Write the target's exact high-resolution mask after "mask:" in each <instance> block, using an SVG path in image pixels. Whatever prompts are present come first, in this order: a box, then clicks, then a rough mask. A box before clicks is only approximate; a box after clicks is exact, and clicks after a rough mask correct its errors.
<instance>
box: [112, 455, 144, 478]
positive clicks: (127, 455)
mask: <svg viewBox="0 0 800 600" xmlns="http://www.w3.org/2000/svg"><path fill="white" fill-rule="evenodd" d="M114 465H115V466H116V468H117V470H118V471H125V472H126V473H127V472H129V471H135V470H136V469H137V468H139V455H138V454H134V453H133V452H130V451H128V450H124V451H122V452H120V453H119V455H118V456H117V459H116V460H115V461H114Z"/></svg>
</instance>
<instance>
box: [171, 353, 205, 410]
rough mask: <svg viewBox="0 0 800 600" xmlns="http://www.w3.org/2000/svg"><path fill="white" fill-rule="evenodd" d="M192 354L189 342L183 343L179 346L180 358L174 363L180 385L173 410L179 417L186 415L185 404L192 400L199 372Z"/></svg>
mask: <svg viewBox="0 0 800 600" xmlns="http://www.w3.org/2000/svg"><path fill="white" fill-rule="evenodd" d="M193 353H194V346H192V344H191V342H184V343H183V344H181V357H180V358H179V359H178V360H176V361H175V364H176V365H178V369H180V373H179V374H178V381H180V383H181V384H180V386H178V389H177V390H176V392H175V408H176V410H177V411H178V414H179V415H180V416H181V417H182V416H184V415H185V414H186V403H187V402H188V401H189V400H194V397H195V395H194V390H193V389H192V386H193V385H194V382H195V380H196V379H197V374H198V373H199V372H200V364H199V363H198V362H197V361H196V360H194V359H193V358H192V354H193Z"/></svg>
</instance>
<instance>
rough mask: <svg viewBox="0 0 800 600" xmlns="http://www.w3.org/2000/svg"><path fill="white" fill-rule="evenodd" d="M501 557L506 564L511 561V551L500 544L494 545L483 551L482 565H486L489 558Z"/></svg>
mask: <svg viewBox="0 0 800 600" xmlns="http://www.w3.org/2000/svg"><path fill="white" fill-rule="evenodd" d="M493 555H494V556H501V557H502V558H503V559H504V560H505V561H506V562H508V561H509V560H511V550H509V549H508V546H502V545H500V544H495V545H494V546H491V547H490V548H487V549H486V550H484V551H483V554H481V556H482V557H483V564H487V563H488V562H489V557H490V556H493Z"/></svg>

───

=== TASK INSTRUCTIONS ===
Which lines in the records contain the string "rough", with case counting? Copy out each of them in full.

=== RESPONSE TO THE EXERCISE ===
Write the target's exact high-resolution mask after "mask:" in each <instance> block, using an SVG path in image pixels. Whatever prompts are present come first, in this order: a box, then clicks, then a rough mask. A box before clicks is only approximate; a box after clicks is exact, and clicks after a rough mask correct its errors.
rough mask: <svg viewBox="0 0 800 600" xmlns="http://www.w3.org/2000/svg"><path fill="white" fill-rule="evenodd" d="M192 354L189 342L183 343L179 346L180 358L174 363L180 385L173 410L179 417L186 415L185 404L192 400L199 372Z"/></svg>
rough mask: <svg viewBox="0 0 800 600" xmlns="http://www.w3.org/2000/svg"><path fill="white" fill-rule="evenodd" d="M501 557L506 564L511 561V551L500 544L494 545L483 551L482 565H486L489 558Z"/></svg>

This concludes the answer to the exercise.